**Goal of the exercise**
Extract every line of the rows below word for word, from the first row through the last. Leave the pictures out of your answer.

>>>>>

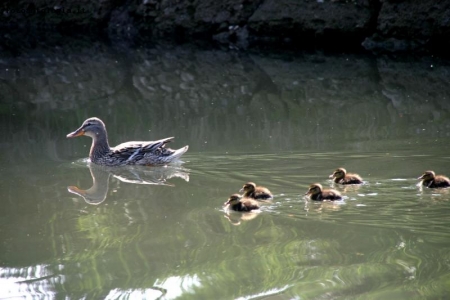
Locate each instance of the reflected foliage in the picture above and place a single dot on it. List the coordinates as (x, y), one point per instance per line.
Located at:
(282, 120)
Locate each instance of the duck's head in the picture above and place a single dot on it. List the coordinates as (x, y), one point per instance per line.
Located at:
(234, 199)
(314, 189)
(91, 127)
(427, 175)
(338, 173)
(249, 187)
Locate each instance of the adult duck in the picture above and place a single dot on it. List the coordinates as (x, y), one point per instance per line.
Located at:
(130, 153)
(431, 180)
(250, 190)
(239, 203)
(317, 193)
(341, 176)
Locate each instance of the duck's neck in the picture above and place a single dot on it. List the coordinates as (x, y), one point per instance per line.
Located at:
(249, 194)
(100, 146)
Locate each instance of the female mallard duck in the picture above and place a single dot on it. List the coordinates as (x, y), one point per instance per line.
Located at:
(252, 191)
(431, 180)
(317, 193)
(341, 176)
(129, 153)
(238, 203)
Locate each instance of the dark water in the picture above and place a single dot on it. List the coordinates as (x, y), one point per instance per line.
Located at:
(70, 230)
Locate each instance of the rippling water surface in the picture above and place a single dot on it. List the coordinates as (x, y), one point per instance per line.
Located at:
(74, 230)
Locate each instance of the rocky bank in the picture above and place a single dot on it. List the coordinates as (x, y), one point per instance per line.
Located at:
(390, 25)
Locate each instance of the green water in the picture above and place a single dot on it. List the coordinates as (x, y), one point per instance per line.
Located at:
(281, 120)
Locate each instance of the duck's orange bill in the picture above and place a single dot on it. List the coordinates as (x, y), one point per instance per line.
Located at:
(75, 190)
(78, 132)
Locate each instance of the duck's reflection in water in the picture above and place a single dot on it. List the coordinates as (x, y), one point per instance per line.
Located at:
(98, 192)
(236, 218)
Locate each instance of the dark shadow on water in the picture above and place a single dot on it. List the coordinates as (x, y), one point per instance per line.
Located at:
(98, 192)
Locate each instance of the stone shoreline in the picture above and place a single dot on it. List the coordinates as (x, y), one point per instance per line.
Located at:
(387, 25)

<<<<<

**Solution to the exercise**
Locate each instance of the reflected foliage in the picture above and place a single dot on it. List the coordinates as (x, y), one point per instance per line.
Located at:
(282, 120)
Locate each instance of the duck's head in the picture above and place a single dot on it. List the coordinates as (x, y), one point per instance per line.
Located at:
(234, 199)
(314, 189)
(91, 127)
(427, 175)
(338, 173)
(249, 187)
Locate each instance of the adult duck in the picture above and place a single dot on it. List the coordinates as (x, y), one point per instance per line.
Located at:
(130, 153)
(431, 180)
(250, 190)
(239, 203)
(317, 193)
(341, 176)
Locate each instance of the duck's neck in the picture above and place a single dot on it. List the coordinates as (x, y), one point per instance per line.
Located at:
(249, 194)
(100, 146)
Locate each instance of the female mallard duck in the picture above and place a single dot on it. List the coordinates as (x, y), one point per instance per line.
Located at:
(252, 191)
(431, 180)
(317, 193)
(341, 176)
(129, 153)
(238, 203)
Locate each instance of the dark water in the picture above and place a single dot on it. List the coordinates as (x, y), one point per instance per line.
Located at:
(70, 230)
Locate each instance of the rippling water surface in the picture above and place a single dot on it. List the coordinates as (x, y), one point per instance per line.
Located at:
(74, 230)
Locate each instance of the rocky bank in the picture above and place a single dot on it. List the coordinates as (x, y), one point per instance per line.
Located at:
(390, 25)
Locate each instance of the green water in the picture above and place a single dot on it. List the coordinates as (x, y), one point per instance per line.
Located at:
(281, 120)
Locate each instance of the duck's orange bill in the picture above and place a single dot on it. List the coordinates as (x, y), one point per instance per line.
Located at:
(75, 190)
(78, 132)
Locate each instance of the duck's reflection in water in the picture above and place a single dot on it. List the coordinates as (x, y), one point per instance per line.
Located at:
(98, 192)
(236, 218)
Locate each instance of the dark shadow on water in the picture above and place a single dot on it. List the coordinates as (x, y), one point per instance per line.
Located at:
(98, 192)
Locate each instance of the stone shoreline in the picture above and place a single dot on it. List the coordinates as (x, y), one point per instance per line.
Located at:
(387, 25)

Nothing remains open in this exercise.